___ Dataset excerpts ___
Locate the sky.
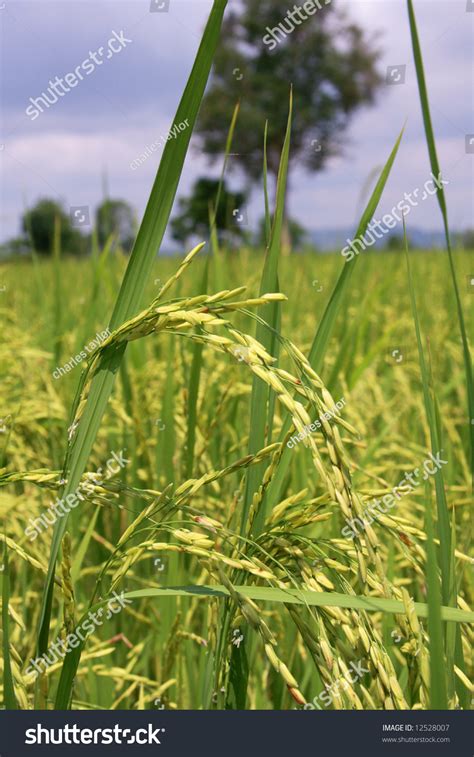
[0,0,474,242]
___
___ Dataset excerpts ___
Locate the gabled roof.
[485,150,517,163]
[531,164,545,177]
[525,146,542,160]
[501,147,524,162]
___
**Description of the task**:
Identify every line in the records that contains the string "Locate", and copy each of those lines in full. Match the string with case taken into account.

**Response to the task**:
Locate the sky.
Locate the gabled roof.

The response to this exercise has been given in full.